WHAT THIS TASK INVOLVES:
Copy the following lines verbatim, changing nothing.

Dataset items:
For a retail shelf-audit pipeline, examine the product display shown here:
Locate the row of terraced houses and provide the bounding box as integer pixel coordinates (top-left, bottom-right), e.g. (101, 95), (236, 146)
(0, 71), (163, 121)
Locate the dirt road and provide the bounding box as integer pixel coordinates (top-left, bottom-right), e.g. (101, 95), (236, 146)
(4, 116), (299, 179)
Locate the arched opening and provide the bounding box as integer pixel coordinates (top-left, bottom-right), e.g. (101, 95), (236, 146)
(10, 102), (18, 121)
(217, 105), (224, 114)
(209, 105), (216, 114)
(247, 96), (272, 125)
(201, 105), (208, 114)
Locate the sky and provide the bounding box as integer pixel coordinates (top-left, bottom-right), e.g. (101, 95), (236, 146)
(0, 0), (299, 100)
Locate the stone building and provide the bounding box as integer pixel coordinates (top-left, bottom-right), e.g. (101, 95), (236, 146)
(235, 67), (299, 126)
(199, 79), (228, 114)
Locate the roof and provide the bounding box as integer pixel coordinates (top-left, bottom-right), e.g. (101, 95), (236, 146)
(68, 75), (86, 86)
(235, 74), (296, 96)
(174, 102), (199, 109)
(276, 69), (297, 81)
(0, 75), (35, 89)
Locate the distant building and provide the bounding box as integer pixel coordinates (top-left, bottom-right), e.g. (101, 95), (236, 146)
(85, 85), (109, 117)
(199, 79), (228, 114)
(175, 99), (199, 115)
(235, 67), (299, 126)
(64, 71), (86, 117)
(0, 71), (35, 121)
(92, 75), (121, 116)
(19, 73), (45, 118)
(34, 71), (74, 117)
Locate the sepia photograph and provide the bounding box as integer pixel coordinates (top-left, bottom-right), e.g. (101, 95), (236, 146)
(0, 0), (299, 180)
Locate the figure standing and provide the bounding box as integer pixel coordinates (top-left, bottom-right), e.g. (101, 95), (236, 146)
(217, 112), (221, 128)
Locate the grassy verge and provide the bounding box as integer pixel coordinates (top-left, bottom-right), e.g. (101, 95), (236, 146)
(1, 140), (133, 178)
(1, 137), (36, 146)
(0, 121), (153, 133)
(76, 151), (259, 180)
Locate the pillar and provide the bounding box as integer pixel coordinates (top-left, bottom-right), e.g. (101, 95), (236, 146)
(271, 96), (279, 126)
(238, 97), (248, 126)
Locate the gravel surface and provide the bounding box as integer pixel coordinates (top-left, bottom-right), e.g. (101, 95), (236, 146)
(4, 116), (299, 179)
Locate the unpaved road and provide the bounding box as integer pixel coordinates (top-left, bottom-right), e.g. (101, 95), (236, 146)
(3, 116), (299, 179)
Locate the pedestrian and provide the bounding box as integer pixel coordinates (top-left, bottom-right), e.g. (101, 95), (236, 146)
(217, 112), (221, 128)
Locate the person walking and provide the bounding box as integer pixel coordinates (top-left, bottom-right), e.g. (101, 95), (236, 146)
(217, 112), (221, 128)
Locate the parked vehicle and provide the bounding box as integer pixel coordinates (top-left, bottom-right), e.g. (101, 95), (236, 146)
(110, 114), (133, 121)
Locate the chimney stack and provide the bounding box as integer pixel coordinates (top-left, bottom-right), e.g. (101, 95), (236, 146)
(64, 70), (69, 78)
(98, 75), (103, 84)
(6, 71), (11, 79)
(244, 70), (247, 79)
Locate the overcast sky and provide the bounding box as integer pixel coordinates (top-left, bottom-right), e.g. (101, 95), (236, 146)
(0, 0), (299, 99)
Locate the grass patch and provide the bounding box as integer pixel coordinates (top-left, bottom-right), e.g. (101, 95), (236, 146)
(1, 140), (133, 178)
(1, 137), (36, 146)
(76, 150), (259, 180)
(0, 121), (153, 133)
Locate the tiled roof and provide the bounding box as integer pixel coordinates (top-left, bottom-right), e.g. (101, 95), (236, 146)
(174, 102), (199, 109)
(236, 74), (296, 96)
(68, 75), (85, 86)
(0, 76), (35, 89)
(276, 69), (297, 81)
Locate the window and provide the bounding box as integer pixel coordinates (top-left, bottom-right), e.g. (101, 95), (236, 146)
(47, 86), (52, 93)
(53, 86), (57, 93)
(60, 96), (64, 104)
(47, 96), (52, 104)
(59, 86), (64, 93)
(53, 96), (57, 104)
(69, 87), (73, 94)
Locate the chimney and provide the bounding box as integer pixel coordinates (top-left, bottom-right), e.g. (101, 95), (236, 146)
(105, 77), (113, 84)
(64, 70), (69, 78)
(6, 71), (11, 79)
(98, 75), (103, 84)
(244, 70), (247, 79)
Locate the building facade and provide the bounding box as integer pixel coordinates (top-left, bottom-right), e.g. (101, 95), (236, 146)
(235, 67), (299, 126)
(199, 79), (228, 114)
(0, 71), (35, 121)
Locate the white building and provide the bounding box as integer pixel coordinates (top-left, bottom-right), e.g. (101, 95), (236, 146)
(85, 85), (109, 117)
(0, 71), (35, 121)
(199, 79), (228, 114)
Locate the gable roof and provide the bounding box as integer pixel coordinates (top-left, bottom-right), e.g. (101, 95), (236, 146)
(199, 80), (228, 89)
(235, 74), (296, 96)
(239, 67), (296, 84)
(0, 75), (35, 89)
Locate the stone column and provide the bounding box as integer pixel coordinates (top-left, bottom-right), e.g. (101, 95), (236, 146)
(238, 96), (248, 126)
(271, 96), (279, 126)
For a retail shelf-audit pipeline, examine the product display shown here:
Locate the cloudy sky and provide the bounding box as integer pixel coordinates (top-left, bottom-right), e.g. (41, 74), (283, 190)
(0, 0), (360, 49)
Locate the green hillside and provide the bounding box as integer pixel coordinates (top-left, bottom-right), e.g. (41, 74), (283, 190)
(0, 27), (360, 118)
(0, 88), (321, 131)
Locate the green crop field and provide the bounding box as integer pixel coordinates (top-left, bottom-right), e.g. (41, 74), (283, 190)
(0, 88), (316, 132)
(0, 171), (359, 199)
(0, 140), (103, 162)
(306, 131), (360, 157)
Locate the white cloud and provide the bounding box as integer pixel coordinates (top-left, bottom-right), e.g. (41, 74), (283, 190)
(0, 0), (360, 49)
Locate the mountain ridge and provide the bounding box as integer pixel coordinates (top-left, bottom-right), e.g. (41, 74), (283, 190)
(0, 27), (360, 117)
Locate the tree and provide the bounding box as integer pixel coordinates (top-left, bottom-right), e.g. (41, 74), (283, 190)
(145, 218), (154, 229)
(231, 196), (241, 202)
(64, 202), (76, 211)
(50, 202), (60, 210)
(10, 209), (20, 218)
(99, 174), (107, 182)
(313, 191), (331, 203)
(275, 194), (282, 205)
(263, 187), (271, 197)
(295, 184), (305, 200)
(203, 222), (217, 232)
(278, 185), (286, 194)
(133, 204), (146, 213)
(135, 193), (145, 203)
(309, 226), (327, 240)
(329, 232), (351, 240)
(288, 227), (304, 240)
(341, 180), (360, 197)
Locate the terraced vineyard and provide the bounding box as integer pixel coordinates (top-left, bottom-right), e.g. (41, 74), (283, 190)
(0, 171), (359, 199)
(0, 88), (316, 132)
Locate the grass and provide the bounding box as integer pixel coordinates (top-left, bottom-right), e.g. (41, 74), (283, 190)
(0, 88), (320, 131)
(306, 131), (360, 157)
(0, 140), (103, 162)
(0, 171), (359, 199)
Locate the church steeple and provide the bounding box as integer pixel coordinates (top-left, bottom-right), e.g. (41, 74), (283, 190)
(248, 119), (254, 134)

REPLY:
For a retail shelf-audit pipeline, examine the product display shown here:
Locate the row of terraced houses and provide the bounding box as integer pixel coordinates (top-left, bottom-right), e.g. (101, 95), (236, 146)
(0, 71), (163, 121)
Locate the dirt road and provide the bounding box as integer pixel coordinates (top-left, bottom-right), e.g. (101, 95), (236, 146)
(4, 116), (299, 179)
Locate the arched opening and provide the bounding box as integer pixel coordinates (top-left, bottom-right), e.g. (101, 95), (236, 146)
(10, 102), (18, 121)
(217, 105), (224, 114)
(209, 105), (216, 114)
(247, 96), (272, 125)
(201, 105), (208, 114)
Locate the sky and provide the bounding box as integer pixel coordinates (top-left, bottom-right), e.g. (101, 95), (236, 146)
(0, 0), (299, 100)
Locate the stone building and provide the bounding box as integer pixel coordinates (top-left, bottom-right), e.g. (101, 95), (236, 146)
(235, 67), (299, 126)
(199, 79), (228, 114)
Locate the roof and provide the bounding box as integer pixel coordinates (top-left, bottom-right), e.g. (101, 95), (236, 146)
(68, 75), (86, 86)
(235, 74), (296, 96)
(174, 102), (199, 109)
(276, 69), (297, 81)
(0, 75), (35, 89)
Locate the distant building and provide the bounding box as integer pixel coordinates (top-left, bottom-right), e.g. (101, 95), (236, 146)
(85, 85), (109, 117)
(199, 79), (228, 114)
(175, 99), (199, 115)
(235, 67), (299, 126)
(64, 71), (86, 117)
(0, 71), (35, 121)
(92, 75), (121, 116)
(19, 73), (45, 118)
(34, 71), (74, 117)
Locate the sepia photograph and provide the bounding box as integer pixel coordinates (top-left, bottom-right), e.g. (101, 95), (236, 146)
(0, 0), (299, 180)
Locate the figure standing and provide the bounding box as integer pixel coordinates (top-left, bottom-right), e.g. (101, 95), (236, 146)
(217, 112), (221, 128)
Locate the grassy verge and provide the bounding box as integer pixel coordinates (top-left, bottom-right), e.g. (101, 95), (236, 146)
(1, 140), (133, 178)
(1, 137), (36, 146)
(0, 121), (153, 133)
(76, 151), (259, 180)
Locate the pillar and provide the bounding box as integer pixel coordinates (top-left, bottom-right), e.g. (101, 95), (236, 146)
(271, 96), (279, 126)
(238, 97), (248, 126)
Locate the gravel surface and provide the bounding box as integer pixel coordinates (top-left, bottom-right), e.g. (101, 95), (236, 146)
(4, 116), (299, 179)
Locate the unpaved road and provide the bounding box as integer pixel coordinates (top-left, bottom-right), e.g. (101, 95), (236, 146)
(3, 116), (299, 179)
Locate the pedestrian and provide the bounding box as integer pixel coordinates (top-left, bottom-right), e.g. (101, 95), (236, 146)
(217, 112), (221, 128)
Locate the person walking and provide the bounding box as integer pixel coordinates (top-left, bottom-right), e.g. (101, 95), (236, 146)
(217, 112), (221, 128)
Locate the parked vehicle and provide the bounding box as integer pixel coordinates (top-left, bottom-right), e.g. (101, 95), (236, 146)
(110, 114), (133, 121)
Locate the chimney stack and provide the bounding box as integer pixel coordinates (top-left, bottom-right), e.g. (101, 95), (236, 146)
(64, 70), (69, 78)
(98, 75), (103, 84)
(6, 71), (11, 79)
(244, 70), (247, 79)
Locate the overcast sky and provide the bounding box as integer pixel coordinates (top-left, bottom-right), e.g. (101, 95), (236, 146)
(0, 0), (299, 99)
Locate the grass patch and provide the bounding box as integer pixel coordinates (top-left, bottom-right), e.g. (101, 95), (236, 146)
(1, 140), (133, 178)
(1, 137), (36, 146)
(76, 150), (259, 180)
(0, 121), (153, 133)
Locate the tiled roof and provide the bounding box as integer pixel coordinates (top-left, bottom-right), e.g. (101, 95), (236, 146)
(174, 102), (199, 109)
(236, 74), (296, 96)
(68, 75), (85, 86)
(0, 76), (35, 89)
(276, 69), (297, 81)
Locate the window and provide the bounding box as integer pixel coordinates (top-left, bottom-right), e.g. (101, 95), (236, 146)
(47, 86), (52, 93)
(53, 86), (57, 93)
(60, 96), (64, 104)
(47, 96), (52, 104)
(59, 86), (64, 93)
(53, 96), (57, 104)
(69, 87), (73, 94)
Locate the chimney and provide the bounding box as integer pixel coordinates (top-left, bottom-right), e.g. (101, 95), (236, 146)
(105, 77), (113, 84)
(64, 70), (69, 78)
(6, 71), (11, 79)
(98, 75), (103, 84)
(244, 70), (247, 79)
Locate the building facade and provide the bounding box as integer pixel coordinates (top-left, bottom-right), e.g. (101, 95), (236, 146)
(235, 67), (299, 126)
(199, 79), (228, 114)
(0, 71), (35, 121)
Locate the white building and provide the bounding box as integer pixel coordinates (top-left, bottom-right), e.g. (101, 95), (236, 146)
(85, 85), (109, 117)
(0, 71), (35, 121)
(199, 79), (228, 114)
Locate the gable roof and provide the bounding box as integer pixel coordinates (top-left, bottom-right), e.g. (101, 95), (236, 146)
(199, 80), (228, 89)
(235, 74), (296, 96)
(239, 67), (296, 84)
(0, 75), (35, 89)
Locate the stone column and provide the bounding box as integer pixel coordinates (top-left, bottom-right), e.g. (101, 95), (236, 146)
(238, 96), (248, 126)
(271, 96), (279, 126)
For a retail shelf-audit pipeline, examine the product display shown here:
Locate the cloudy sky and provide the bounding box as integer pixel coordinates (top-left, bottom-right), e.g. (41, 74), (283, 190)
(0, 0), (360, 49)
Locate the green hillside and provide the bounding box as integer pixel coordinates (top-left, bottom-right), e.g. (41, 74), (283, 190)
(0, 27), (360, 118)
(0, 88), (321, 131)
Locate the green crop field and provide the bounding box as integer pixel coordinates (top-left, bottom-right), e.g. (41, 74), (283, 190)
(0, 88), (316, 132)
(0, 171), (359, 199)
(0, 140), (103, 162)
(306, 131), (360, 157)
Locate the white cloud and provide the bounding box as integer pixel coordinates (top-left, bottom-right), e.g. (41, 74), (283, 190)
(0, 0), (360, 49)
Locate the mountain ridge and provide the bounding box as integer pixel coordinates (top-left, bottom-right), e.g. (41, 74), (283, 190)
(0, 27), (360, 117)
Locate the tree and provide the bounding box as integer pixel coordinates (top-left, bottom-right), e.g. (41, 74), (283, 190)
(145, 218), (154, 229)
(231, 196), (241, 202)
(64, 202), (76, 211)
(50, 202), (60, 210)
(10, 209), (20, 218)
(99, 174), (107, 182)
(313, 191), (331, 203)
(275, 194), (282, 205)
(263, 187), (271, 197)
(295, 184), (305, 200)
(203, 222), (217, 232)
(278, 185), (286, 194)
(133, 204), (146, 213)
(135, 193), (145, 203)
(309, 226), (327, 240)
(329, 232), (351, 240)
(288, 227), (304, 240)
(341, 180), (360, 197)
Locate the terraced vineyard and provide the bounding box as integer pixel coordinates (top-left, bottom-right), e.g. (41, 74), (283, 190)
(0, 171), (359, 199)
(0, 88), (316, 132)
Locate the grass and provide the bounding box as integer pixel coordinates (top-left, bottom-right), e.g. (41, 74), (283, 190)
(0, 88), (320, 131)
(306, 131), (360, 157)
(0, 140), (103, 162)
(0, 171), (359, 199)
Locate the church steeple and provide the bounding box as integer pixel coordinates (top-left, bottom-right), e.g. (41, 74), (283, 190)
(248, 119), (254, 134)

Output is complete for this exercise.